### Excerpts from point annotation data
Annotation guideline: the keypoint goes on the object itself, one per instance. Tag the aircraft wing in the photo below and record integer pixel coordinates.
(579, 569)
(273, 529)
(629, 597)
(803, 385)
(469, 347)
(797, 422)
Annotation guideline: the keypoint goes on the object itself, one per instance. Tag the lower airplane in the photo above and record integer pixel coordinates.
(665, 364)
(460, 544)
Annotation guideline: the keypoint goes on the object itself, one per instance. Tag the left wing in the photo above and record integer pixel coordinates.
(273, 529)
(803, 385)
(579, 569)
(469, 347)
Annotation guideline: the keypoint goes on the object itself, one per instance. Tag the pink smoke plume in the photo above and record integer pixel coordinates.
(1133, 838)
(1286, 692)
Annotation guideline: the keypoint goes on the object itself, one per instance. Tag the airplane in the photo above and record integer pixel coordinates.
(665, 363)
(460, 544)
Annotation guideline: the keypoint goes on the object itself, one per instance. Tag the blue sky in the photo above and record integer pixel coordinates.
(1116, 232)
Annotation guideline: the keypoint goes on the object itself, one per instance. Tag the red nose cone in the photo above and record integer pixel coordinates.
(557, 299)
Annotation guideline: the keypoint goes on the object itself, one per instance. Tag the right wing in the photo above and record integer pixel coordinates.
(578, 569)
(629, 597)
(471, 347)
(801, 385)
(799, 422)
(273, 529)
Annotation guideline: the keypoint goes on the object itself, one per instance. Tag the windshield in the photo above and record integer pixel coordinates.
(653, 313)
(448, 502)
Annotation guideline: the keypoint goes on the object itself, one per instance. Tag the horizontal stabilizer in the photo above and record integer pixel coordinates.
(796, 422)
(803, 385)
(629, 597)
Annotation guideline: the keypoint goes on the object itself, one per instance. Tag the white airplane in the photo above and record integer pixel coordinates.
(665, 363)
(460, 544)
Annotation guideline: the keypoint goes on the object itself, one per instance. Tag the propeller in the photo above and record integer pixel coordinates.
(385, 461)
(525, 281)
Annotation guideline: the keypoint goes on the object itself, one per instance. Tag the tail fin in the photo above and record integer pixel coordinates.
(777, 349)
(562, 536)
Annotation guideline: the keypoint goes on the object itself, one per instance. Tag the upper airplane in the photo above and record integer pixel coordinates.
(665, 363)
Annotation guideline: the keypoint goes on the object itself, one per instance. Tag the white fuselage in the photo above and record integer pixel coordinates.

### What is asked
Copy out word for word the lines of the material, starting at the line that contains "the white airplane" and ending at the last line of the material.

### The solution
Annotation guideline: the keypoint goes on the object itself, one per instance. Tag the white airplane in the photo above and record integer pixel coordinates.
(665, 363)
(460, 544)
Annotation guideline: the keypoint goes on the object itself, one per instance. Tag the propeller in the photo above and record integer pixel coordinates.
(385, 461)
(525, 281)
Annotation guideline: the keypoint goes on the object itself, one per instance. Tag the tail fin in the photo above and record integer pixel coordinates.
(777, 349)
(562, 536)
Annotation guideline: the keypoint goes on the object itself, one per instance. Tag the upper airplane in the photo above and record integer pixel coordinates.
(665, 363)
Annotation guideline: the keypoint goes on the object itself, one per instance. Tag the white fuselage in the photo above and record integer pixel coordinates.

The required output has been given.